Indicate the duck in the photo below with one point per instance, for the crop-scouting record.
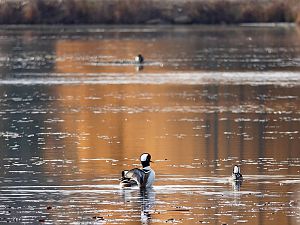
(139, 59)
(236, 173)
(143, 178)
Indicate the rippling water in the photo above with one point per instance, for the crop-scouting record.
(75, 111)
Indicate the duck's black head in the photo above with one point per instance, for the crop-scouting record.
(139, 58)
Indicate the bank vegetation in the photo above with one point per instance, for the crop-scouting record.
(148, 11)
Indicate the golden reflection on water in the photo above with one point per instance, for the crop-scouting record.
(195, 133)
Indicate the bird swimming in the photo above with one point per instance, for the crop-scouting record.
(236, 173)
(139, 59)
(144, 178)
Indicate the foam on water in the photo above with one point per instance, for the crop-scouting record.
(191, 78)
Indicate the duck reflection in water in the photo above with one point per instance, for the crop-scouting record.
(139, 61)
(237, 178)
(143, 200)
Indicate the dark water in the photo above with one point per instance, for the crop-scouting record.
(75, 111)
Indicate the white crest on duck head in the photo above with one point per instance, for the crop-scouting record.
(145, 157)
(236, 169)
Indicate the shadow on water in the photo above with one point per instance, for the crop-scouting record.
(72, 117)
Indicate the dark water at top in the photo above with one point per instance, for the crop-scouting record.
(75, 111)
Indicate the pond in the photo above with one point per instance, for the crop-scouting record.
(75, 111)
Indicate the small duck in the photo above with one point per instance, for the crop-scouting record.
(139, 59)
(236, 174)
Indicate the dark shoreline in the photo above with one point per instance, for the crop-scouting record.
(148, 12)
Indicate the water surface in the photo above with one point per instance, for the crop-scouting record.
(75, 111)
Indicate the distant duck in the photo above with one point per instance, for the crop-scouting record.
(139, 59)
(236, 173)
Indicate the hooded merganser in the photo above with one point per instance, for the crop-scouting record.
(144, 177)
(236, 173)
(139, 59)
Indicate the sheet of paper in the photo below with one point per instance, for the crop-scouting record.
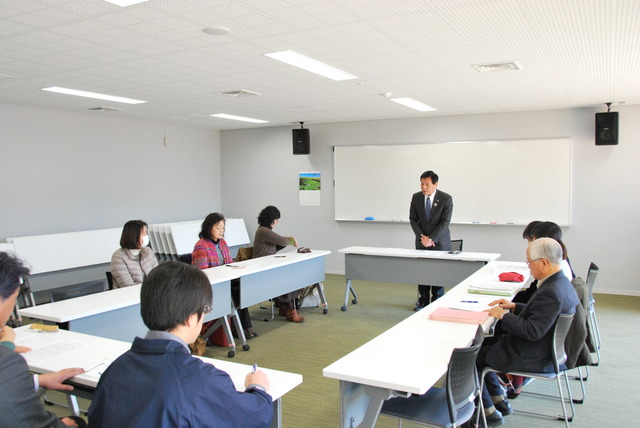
· · ·
[Exercise objective]: Can you reproduce the whole listing above word for word, leaving out the pictures?

[Task output]:
Indicate the duck in the photo below with one point per instance, for the crop-scouting record.
(139, 59)
(236, 173)
(143, 178)
Indicate the rippling water in the photo above with one point per instance, for the crop-scouting record.
(75, 111)
Indicate the duck's black head in the photo above with one point per instance, for the crop-scouting record.
(139, 58)
Indicate the bank vegetation in the photo above with one point per instance, for the crop-scouting record.
(148, 11)
Indicate the golden reflection on water in the photo above with one point per instance, for the crop-scouting record.
(195, 133)
Indicate the bird swimming in the photo above with one point per instance, for the crop-scouting record.
(236, 173)
(139, 59)
(144, 178)
Indicate the foam on water in the photo above with one point per instance, for the crop-scouting record.
(191, 78)
Indicate the duck reflection in water in the photo above with one point per instance, for the crop-scouting record.
(139, 61)
(237, 178)
(143, 200)
Indicate the dark water in the photo above with one point per instance, for the crop-scouting record.
(75, 111)
Indicate the white crest on duck head in the photo above with one point per instance, for the crop-scouting record.
(145, 157)
(236, 169)
Indicate the shadow on water in the photo above with one point per instance, for the crop-scouting record.
(72, 117)
Indicate the dark water at top in the photo above with one point per instance, for the crop-scouting record.
(75, 111)
Indicate the pond in the photo above with one point per instance, for the crop-scouting record.
(75, 111)
Indicate the small duck in the photo above with one point per instance, for the crop-scouting record.
(139, 59)
(236, 174)
Indicate the dark shoreline in the photo above with one point per instance, for the crop-scouting record.
(148, 12)
Indicate the water surface in the photo above with one point per instance, for the crop-scouting record.
(75, 111)
Indicate the distant duck in the photo above with one point per instance, for the crop-scouting record.
(139, 59)
(236, 173)
Indicate the hooded merganser in the photo above with one point per instance, for the crop-scouting record.
(144, 177)
(236, 173)
(139, 59)
Indicate the sheet of paper in the photo below with one point per instance, for the crop-scouting record.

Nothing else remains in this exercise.